> **SHORT EXERCISE**
Copy everything from the line containing "outline <item>thin twig</item>, every" down to the line containing "hole rule even-odd", substituting "upper-left corner" for "top-left corner" and changing nothing else.

> **TASK DATA**
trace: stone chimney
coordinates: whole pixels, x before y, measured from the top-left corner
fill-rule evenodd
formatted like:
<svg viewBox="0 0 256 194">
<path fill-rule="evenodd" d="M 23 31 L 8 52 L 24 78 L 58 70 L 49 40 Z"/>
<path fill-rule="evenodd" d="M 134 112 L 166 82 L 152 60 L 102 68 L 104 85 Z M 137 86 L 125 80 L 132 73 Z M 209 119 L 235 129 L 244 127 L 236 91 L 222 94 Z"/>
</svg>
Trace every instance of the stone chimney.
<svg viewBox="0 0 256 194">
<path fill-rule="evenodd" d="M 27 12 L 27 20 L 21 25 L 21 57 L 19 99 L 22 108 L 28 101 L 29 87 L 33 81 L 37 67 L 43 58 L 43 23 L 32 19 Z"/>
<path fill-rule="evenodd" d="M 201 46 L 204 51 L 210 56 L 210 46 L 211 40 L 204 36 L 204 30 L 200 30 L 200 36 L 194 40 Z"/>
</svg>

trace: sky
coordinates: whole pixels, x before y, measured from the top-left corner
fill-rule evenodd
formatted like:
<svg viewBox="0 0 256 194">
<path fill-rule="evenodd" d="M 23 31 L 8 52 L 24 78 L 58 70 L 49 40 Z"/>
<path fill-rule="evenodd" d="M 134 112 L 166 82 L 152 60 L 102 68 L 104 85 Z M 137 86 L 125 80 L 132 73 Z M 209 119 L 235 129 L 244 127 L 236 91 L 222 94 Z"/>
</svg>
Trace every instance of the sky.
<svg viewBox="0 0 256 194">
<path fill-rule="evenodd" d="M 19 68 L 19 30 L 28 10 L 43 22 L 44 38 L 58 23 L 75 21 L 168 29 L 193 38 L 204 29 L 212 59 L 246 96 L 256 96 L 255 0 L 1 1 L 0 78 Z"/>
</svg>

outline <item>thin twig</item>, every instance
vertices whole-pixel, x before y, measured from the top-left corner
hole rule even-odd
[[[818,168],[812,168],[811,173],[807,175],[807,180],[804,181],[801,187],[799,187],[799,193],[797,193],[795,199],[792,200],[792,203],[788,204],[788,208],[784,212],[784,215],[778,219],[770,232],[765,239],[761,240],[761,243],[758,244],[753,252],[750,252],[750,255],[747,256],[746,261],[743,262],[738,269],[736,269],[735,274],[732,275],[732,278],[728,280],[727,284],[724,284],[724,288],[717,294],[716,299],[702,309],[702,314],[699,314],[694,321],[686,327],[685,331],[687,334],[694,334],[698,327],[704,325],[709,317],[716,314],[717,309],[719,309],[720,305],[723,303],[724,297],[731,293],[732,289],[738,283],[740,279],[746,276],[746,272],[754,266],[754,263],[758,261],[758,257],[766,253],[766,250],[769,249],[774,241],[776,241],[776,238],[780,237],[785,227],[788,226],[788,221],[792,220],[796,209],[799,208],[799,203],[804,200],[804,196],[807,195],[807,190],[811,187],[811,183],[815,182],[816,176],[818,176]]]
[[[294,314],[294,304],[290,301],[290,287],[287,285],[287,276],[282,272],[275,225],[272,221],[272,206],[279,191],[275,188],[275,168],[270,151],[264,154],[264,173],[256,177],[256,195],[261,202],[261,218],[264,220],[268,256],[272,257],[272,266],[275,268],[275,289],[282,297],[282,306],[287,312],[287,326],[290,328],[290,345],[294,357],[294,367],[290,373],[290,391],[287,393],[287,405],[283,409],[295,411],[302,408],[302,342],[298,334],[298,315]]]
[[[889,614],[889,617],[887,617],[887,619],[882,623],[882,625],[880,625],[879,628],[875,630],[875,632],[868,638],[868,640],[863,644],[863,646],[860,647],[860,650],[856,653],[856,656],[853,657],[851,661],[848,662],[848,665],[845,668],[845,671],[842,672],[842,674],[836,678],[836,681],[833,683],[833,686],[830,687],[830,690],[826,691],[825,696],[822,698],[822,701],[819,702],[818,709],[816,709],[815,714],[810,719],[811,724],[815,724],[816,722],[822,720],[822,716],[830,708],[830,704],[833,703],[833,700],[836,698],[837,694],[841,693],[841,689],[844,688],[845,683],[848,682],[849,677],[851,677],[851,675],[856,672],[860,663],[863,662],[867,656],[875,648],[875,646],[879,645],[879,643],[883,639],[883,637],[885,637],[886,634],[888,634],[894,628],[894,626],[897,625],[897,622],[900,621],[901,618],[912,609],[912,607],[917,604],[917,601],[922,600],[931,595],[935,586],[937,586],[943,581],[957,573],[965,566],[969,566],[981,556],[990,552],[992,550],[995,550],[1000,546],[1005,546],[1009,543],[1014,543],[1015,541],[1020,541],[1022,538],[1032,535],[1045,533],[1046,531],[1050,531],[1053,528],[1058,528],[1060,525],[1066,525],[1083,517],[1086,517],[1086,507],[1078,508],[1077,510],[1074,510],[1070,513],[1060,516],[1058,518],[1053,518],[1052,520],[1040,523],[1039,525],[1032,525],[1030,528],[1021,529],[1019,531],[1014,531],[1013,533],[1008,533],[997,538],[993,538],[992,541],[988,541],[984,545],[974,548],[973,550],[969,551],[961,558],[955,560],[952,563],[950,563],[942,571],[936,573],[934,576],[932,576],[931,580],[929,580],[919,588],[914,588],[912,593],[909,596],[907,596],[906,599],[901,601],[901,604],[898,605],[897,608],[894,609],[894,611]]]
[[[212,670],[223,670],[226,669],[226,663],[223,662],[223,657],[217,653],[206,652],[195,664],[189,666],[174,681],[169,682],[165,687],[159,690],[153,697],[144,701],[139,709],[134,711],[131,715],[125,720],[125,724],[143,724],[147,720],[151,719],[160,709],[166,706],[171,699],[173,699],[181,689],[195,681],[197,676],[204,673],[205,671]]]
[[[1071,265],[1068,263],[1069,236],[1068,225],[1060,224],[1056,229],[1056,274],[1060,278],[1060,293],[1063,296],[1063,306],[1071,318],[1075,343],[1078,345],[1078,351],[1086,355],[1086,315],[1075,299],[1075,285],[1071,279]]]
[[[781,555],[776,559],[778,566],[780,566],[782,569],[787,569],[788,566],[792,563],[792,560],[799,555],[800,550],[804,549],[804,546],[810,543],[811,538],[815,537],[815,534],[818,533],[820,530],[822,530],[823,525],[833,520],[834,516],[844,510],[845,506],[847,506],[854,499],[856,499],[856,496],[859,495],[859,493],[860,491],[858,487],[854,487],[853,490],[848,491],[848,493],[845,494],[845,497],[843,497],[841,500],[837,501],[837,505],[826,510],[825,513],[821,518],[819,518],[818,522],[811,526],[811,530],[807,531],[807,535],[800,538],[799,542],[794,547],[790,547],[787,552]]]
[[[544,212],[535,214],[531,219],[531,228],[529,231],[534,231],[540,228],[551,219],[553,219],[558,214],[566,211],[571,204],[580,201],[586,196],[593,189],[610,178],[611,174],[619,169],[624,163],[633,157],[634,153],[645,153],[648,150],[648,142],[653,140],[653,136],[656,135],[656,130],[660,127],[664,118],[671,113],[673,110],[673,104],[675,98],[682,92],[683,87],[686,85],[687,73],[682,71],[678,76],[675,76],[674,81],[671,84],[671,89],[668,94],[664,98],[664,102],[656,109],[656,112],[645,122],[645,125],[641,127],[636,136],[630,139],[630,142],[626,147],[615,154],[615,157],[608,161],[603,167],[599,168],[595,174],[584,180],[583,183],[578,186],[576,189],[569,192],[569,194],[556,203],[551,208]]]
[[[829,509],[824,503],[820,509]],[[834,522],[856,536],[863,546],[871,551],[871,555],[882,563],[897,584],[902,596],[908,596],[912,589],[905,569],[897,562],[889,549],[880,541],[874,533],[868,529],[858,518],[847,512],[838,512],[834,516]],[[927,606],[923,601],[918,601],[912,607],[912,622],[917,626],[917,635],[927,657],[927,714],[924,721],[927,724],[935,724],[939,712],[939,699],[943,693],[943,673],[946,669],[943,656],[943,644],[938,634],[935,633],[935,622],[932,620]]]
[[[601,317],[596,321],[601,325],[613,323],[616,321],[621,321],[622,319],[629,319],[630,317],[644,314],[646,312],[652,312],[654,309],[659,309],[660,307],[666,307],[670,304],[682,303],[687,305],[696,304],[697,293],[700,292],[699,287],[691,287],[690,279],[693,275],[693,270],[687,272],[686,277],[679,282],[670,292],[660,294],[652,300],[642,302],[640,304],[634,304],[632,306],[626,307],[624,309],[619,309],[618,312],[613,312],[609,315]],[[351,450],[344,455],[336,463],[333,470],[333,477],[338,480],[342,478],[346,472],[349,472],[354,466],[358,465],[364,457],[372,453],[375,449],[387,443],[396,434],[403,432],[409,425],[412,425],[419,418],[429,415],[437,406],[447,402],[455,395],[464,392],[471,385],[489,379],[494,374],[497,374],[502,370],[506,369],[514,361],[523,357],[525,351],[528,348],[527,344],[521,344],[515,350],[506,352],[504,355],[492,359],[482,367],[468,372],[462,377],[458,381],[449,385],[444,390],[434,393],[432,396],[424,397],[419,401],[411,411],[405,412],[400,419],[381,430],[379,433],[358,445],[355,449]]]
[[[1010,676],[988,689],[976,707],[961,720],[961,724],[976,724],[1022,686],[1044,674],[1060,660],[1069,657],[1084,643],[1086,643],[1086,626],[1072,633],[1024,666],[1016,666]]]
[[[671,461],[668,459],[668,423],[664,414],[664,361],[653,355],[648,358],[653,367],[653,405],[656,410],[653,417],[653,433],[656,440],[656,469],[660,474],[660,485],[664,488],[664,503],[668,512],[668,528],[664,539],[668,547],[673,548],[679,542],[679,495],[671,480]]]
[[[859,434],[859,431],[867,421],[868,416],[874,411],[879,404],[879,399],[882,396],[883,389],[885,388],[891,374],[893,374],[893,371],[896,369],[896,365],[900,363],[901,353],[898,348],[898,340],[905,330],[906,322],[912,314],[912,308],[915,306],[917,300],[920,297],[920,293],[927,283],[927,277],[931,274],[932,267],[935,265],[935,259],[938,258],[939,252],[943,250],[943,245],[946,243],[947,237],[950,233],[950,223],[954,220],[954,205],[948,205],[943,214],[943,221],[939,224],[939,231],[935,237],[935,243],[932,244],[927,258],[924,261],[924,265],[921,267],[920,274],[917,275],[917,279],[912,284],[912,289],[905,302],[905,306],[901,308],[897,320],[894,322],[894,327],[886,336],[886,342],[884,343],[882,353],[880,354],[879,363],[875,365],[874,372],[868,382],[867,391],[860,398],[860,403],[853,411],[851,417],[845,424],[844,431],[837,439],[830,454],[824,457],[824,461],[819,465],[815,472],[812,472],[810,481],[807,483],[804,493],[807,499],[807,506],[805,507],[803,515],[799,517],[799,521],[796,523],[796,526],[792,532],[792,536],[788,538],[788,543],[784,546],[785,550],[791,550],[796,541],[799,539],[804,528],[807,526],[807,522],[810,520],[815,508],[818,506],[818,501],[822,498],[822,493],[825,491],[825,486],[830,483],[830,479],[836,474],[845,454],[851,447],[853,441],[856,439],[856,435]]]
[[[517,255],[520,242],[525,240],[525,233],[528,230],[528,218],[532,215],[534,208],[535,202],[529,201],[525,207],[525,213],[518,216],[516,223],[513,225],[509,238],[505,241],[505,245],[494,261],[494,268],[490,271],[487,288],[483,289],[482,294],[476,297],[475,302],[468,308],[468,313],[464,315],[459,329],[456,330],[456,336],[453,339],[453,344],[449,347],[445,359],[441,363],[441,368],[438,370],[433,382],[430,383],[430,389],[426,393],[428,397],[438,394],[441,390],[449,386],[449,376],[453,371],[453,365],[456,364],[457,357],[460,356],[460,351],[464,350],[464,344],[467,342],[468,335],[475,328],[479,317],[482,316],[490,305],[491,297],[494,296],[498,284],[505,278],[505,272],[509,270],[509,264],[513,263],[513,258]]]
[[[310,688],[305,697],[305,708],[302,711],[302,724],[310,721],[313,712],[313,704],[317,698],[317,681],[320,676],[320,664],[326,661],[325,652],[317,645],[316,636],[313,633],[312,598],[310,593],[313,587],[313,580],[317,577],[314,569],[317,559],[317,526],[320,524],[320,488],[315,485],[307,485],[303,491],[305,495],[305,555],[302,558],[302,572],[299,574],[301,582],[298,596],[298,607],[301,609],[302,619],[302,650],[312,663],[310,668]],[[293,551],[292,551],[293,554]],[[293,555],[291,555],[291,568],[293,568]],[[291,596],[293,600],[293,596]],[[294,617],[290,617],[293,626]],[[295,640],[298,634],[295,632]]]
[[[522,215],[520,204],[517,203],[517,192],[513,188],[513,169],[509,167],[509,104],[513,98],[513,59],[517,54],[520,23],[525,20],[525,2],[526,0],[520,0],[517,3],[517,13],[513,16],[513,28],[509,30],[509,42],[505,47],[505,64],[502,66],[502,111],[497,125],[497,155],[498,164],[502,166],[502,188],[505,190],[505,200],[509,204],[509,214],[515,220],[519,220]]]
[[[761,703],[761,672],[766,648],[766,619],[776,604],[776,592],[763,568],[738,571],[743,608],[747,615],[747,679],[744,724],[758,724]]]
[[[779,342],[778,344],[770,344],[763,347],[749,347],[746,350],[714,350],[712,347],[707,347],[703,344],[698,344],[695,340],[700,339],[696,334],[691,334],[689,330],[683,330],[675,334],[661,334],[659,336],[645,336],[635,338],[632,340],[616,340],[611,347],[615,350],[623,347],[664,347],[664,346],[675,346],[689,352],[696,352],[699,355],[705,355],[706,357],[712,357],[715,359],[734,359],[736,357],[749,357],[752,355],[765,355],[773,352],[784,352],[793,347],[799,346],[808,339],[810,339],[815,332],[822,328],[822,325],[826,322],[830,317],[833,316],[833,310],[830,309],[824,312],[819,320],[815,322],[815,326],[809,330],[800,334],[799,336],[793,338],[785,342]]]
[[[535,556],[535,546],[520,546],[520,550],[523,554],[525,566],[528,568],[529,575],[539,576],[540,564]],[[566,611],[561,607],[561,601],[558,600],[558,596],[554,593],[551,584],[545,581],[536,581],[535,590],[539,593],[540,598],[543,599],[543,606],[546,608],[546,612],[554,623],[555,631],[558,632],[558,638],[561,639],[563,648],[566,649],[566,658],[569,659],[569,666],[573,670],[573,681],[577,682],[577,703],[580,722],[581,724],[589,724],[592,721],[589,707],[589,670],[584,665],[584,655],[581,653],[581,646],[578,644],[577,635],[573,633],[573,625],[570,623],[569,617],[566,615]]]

> **WRITTEN SOLUTION**
outline <item>thin twig</item>, every instance
vertices whole-pixel, x before y, measured from the upper-left corner
hole rule even-odd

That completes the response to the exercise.